■ What you are asked to do ■
Reproduce every one of the lines below verbatim, leaving the pictures out of your answer.

(Dataset items)
=-=-=-=-=

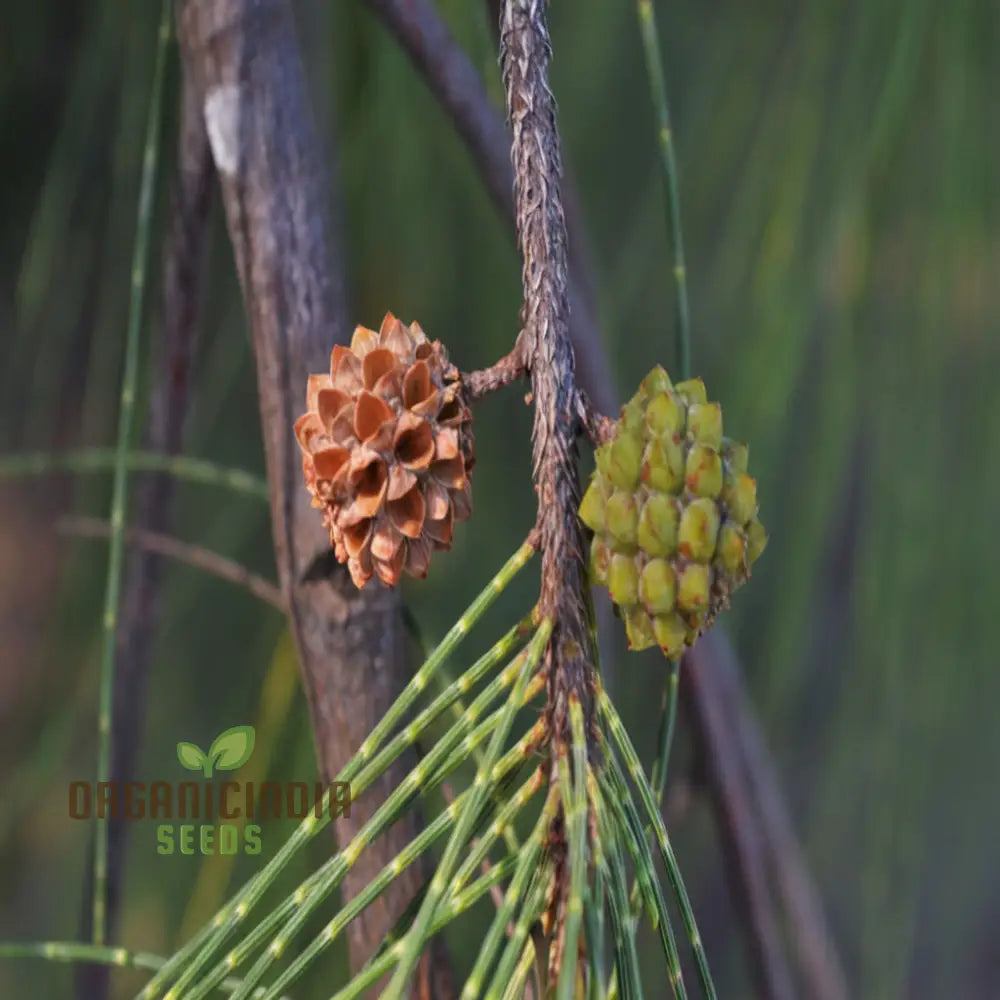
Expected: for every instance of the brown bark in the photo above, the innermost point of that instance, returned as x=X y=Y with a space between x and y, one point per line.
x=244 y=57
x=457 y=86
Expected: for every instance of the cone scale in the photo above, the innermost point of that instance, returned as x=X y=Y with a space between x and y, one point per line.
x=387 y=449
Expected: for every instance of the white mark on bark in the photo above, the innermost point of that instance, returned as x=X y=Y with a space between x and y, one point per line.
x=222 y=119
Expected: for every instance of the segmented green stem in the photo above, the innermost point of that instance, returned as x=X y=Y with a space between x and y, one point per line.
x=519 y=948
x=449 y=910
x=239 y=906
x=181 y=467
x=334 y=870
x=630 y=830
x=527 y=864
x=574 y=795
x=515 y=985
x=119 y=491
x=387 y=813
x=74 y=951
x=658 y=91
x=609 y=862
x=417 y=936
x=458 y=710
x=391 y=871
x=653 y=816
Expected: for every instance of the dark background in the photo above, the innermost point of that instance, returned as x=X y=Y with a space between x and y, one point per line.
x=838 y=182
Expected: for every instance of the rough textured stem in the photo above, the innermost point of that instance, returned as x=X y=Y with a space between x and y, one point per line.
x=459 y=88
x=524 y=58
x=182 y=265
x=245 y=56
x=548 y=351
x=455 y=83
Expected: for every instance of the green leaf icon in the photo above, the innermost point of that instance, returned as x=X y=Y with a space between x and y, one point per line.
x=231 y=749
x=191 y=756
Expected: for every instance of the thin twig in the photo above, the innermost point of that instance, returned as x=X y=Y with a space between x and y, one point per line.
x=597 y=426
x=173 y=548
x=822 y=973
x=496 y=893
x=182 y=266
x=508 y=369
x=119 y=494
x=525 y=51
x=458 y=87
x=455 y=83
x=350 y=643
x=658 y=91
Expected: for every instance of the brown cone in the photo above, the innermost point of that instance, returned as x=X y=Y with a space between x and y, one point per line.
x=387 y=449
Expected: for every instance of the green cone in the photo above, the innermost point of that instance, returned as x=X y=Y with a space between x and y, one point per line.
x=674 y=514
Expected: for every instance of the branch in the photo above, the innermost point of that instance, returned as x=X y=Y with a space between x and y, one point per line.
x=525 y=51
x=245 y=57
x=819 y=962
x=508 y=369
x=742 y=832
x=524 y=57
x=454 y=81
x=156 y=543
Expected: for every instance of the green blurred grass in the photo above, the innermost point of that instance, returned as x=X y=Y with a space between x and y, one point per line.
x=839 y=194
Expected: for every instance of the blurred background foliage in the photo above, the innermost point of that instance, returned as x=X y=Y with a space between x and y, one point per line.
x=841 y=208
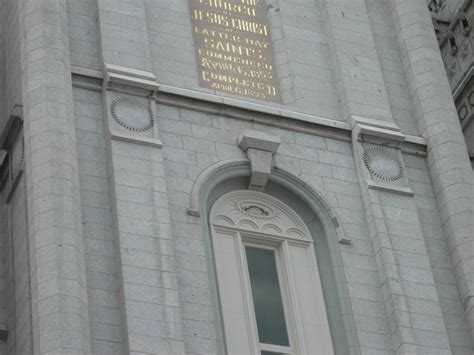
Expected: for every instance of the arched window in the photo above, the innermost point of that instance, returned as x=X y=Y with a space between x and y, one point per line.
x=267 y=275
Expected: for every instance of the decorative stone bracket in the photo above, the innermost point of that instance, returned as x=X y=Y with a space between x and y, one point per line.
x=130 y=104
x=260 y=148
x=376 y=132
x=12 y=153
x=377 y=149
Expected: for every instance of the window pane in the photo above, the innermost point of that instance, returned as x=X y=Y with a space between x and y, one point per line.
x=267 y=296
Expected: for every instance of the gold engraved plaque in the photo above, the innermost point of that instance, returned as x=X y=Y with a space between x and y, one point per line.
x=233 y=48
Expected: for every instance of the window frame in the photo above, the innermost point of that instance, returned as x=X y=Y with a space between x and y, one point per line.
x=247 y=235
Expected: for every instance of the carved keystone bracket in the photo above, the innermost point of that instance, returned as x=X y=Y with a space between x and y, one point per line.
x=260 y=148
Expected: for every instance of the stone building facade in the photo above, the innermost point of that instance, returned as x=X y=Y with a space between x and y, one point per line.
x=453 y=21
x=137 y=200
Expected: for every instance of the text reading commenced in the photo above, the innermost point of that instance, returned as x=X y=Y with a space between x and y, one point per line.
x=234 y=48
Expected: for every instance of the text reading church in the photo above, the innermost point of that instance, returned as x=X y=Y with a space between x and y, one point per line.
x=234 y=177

=-=-=-=-=

■ Solution to the exercise ■
Expected: for every instance of the brown bark in the photo above, the innermost point of that instance, returned as x=X y=Y with a space between x and y, one point per line.
x=244 y=57
x=457 y=86
Expected: for every instance of the cone scale in the photo above, the innermost point of that instance, returned as x=X y=Y with a space between x and y, one point per line.
x=387 y=449
Expected: for every instance of the white mark on bark in the photo above, the innermost point of that instance, returned as x=X y=Y with a space between x and y, one point per line.
x=222 y=119
Expected: for every instance of the segmented green stem in the photo above, the innermost point of that instance, returned as x=X y=Y with a space between x and y, one point per line.
x=519 y=948
x=449 y=910
x=239 y=906
x=181 y=467
x=334 y=870
x=630 y=830
x=527 y=864
x=574 y=795
x=515 y=985
x=119 y=491
x=387 y=813
x=74 y=951
x=658 y=91
x=609 y=862
x=417 y=936
x=458 y=710
x=391 y=871
x=653 y=816
Expected: for every instance of the dark background in the photo above, the innermost point of that instance, returned as x=X y=Y with a space between x and y, one point per line.
x=838 y=182
Expected: for every instance of the rough textured stem in the photo above, the innermost point of that instance, returned as x=X y=Y with a space between x and y, one point per line.
x=459 y=88
x=524 y=58
x=182 y=265
x=245 y=56
x=548 y=351
x=455 y=83
Expected: for every instance of the green leaf icon in the photo above, the innermost point of that instance, returned as x=X y=Y with a space between x and y, one point per line.
x=231 y=749
x=191 y=756
Expected: for every instance of the thin twig in the photo above, the innermost point of that instance, returned as x=X y=Y with a space between x and y, one point per line.
x=597 y=426
x=173 y=548
x=822 y=973
x=496 y=893
x=182 y=266
x=508 y=369
x=119 y=494
x=525 y=51
x=458 y=87
x=455 y=83
x=350 y=643
x=658 y=91
Expected: for every instance of the brown cone in the photo above, the innermost point of that instance, returned as x=X y=Y with a space between x and y, one point per line.
x=387 y=449
Expected: for every instance of the green cone in the photo above, the innermost point of that instance, returned as x=X y=Y with a space between x and y, one point per line.
x=674 y=514
Expected: for every instance of the branch in the photo above, the innermost point of that instance, returned as x=X y=Y with a space between x and y, one point per line.
x=525 y=51
x=245 y=57
x=819 y=962
x=508 y=369
x=742 y=832
x=524 y=57
x=454 y=81
x=156 y=543
Expected: for every instance of the green blurred grass in the photo above, the innermost point of that instance, returned as x=X y=Y with a space between x and y, one point per line.
x=839 y=194
Expected: for every instance of the blurred background foliage in the photo above, the innermost point of that instance, returned as x=X y=Y with a space between x and y, one point per line.
x=841 y=208
Expected: for every instance of the arched window in the photo above, the innermost point of that instance, returned as x=X y=Y with a space between x and y, one point per line.
x=267 y=275
Expected: for every instance of the decorative stone bracket in the photo above, the innermost point of that instance, returned as x=X y=Y with a space between x and y, one point per line.
x=130 y=104
x=260 y=148
x=376 y=132
x=12 y=153
x=377 y=149
Expected: for every instance of the window pane in the photo above, the innermost point of that instance, returned as x=X y=Y with a space between x and y, one point per line.
x=267 y=296
Expected: for every instance of the gold engraved plaque in the photo above, the innermost point of that instance, returned as x=X y=Y with a space between x and y, one point per line.
x=233 y=48
Expected: for every instance of the window frame in the photo above, the innermost point of that instance, returned as x=X y=Y with a space between x and y, one point per line.
x=247 y=235
Expected: for every instance of the carved keystone bracket in the photo above, the innermost point of that instance, returned as x=X y=Y with a space between x and y, one point per line.
x=260 y=148
Expected: for every instance of the stone building facade in the photo above, the innermost point of that instance, returned as x=X y=Y with a space between x and y, one point per line.
x=453 y=21
x=137 y=200
Expected: for every instance of the text reading commenced in the photo above, the innermost point of that instance, returned as x=X y=Y with a space between x and y, one point per line.
x=234 y=48
Expected: for every instance of the text reading church in the photo above, the innermost point of that instance, returned as x=X y=Y with a space between x and y, one point per line.
x=234 y=177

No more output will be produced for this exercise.